• What you have to do: Swap "Target" for "Label" throughout these lines and reproduce them with nothing else changed, leaving out the pictures.

• Records provided:
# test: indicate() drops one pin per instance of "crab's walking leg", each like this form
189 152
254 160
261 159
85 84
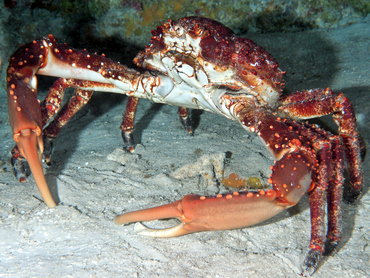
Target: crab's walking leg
26 123
241 209
128 121
127 125
47 57
320 102
186 120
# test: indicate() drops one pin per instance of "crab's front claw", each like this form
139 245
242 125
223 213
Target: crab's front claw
229 211
200 213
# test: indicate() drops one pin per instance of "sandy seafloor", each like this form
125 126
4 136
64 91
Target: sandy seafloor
95 180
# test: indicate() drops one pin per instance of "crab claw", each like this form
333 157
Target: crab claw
200 213
228 211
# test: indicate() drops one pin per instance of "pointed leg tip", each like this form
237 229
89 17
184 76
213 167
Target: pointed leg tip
140 228
310 264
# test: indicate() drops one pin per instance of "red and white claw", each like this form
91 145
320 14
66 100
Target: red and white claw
228 211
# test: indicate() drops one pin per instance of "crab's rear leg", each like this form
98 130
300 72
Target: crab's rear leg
319 102
128 122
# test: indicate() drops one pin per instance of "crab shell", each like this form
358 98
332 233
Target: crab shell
219 57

• Result for this exercise:
# test: indicate() drops one pin per instance of "crab's walking leg", each like this form
189 152
254 160
261 159
85 84
Label: crab's walking leg
26 123
241 209
128 121
127 125
47 57
320 102
186 120
# test: indicate() drops one pin per instance of "crab's front claw", each like this form
139 245
242 125
223 213
Label: crab's front claw
229 211
200 213
# test: indicate() drops one pin per instance of "sandy seafloor", each like this form
125 126
4 136
64 91
Label: sandy seafloor
95 180
# test: indicate() drops one pin per instance of "crab claw", each like this form
333 157
Label: crab claw
200 213
228 211
# test: indicate() drops one pin per instance of "pointed leg tip", each like this form
237 229
89 17
184 76
213 167
Label: pointed leg tip
140 228
310 264
# test: indicate() drops one pin per instance of "red and white claw", each like this form
91 145
320 14
66 100
Label: red and white claw
228 211
# test: indicate() drops one pin per instance of "crab's rear leg", each like this form
98 130
300 72
Label: crab's rear leg
319 102
128 122
# test: indicate() drops one pin per instance of "crab shell", each like this form
358 98
332 233
Label: crab shell
219 57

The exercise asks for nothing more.